* Data provided:

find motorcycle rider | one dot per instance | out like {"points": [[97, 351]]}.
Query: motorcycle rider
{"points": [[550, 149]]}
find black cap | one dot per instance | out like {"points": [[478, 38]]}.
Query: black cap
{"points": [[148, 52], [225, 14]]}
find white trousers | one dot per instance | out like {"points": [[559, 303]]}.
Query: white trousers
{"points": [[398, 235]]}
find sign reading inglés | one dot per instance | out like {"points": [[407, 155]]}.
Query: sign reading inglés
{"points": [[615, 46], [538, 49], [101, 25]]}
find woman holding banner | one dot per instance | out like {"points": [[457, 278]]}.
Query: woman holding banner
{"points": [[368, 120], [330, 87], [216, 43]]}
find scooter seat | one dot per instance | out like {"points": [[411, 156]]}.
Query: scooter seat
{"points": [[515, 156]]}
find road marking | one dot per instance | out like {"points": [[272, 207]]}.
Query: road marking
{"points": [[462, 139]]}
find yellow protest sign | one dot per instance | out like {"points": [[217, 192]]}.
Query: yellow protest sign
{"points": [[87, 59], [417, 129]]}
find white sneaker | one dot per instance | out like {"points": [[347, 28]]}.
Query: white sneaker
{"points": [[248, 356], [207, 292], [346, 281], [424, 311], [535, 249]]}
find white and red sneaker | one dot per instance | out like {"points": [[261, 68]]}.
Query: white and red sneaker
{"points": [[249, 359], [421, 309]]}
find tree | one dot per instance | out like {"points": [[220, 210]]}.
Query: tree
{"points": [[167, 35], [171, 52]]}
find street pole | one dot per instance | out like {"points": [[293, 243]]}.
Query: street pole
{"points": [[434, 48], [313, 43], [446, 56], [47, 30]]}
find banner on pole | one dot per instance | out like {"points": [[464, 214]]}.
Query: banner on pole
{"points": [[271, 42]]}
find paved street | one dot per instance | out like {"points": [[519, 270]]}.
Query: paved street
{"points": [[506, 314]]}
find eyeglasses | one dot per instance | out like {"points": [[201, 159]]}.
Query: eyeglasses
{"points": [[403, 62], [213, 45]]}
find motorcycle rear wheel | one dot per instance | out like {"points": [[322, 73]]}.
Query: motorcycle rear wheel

* Goal of the exercise: What lines above contain the word "rear"? Return each such line.

* Reply:
find motorcycle rear wheel | one dot per instance | out like {"points": [[322, 73]]}.
Query: motorcycle rear wheel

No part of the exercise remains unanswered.